─── Dataset content ───

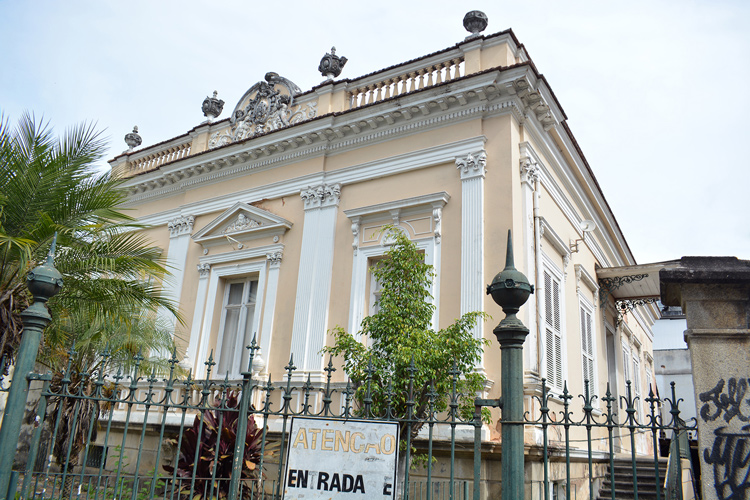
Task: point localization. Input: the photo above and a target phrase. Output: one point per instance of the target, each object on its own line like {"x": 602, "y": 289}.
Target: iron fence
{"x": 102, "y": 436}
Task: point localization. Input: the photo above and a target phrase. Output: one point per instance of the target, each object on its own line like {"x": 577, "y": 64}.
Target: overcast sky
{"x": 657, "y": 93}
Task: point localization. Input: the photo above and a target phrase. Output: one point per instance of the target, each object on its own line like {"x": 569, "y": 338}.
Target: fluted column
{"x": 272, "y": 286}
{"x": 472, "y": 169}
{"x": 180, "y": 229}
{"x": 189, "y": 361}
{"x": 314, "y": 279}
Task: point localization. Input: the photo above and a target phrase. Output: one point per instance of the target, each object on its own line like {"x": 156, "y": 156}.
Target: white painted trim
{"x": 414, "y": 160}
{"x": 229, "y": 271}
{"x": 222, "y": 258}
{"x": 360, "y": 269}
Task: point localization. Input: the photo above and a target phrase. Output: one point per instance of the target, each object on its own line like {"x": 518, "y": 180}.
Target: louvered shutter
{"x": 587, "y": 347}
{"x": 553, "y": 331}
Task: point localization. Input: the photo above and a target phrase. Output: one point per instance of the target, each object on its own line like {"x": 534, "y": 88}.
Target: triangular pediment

───

_Exercise requirements_.
What you return should match, exactly, the stretch of the listing above that runs from the line with "Target: iron fence" to its last line.

_Response_.
Target: iron fence
{"x": 102, "y": 436}
Task: point localization. Input: the photo above and a target phrase. Output: one point per instance of the target, each object on its own line like {"x": 577, "y": 64}.
Target: overcast sky
{"x": 657, "y": 93}
Task: point localization. Input: the photo above and a target phrase. Output: one point per instance of the target, each object on its own line like {"x": 569, "y": 338}.
Target: fluted column
{"x": 272, "y": 286}
{"x": 472, "y": 169}
{"x": 180, "y": 229}
{"x": 189, "y": 361}
{"x": 314, "y": 279}
Task: point localization. Input: the photo above and a target phrase. Output: one point per instance of the target, each object on its own line like {"x": 156, "y": 156}.
Target: white painted trim
{"x": 414, "y": 160}
{"x": 229, "y": 271}
{"x": 222, "y": 258}
{"x": 360, "y": 269}
Task: point localization. Input: the photo above and a target phrase. Output: one point per instance of the target, each object on its own line like {"x": 518, "y": 180}.
Target: louvered shutter
{"x": 587, "y": 347}
{"x": 553, "y": 331}
Task: point localization. Input: the photo above and a target phrase. Output: one point per instance of the target, each object on its own line like {"x": 534, "y": 88}.
Target: triangular pediment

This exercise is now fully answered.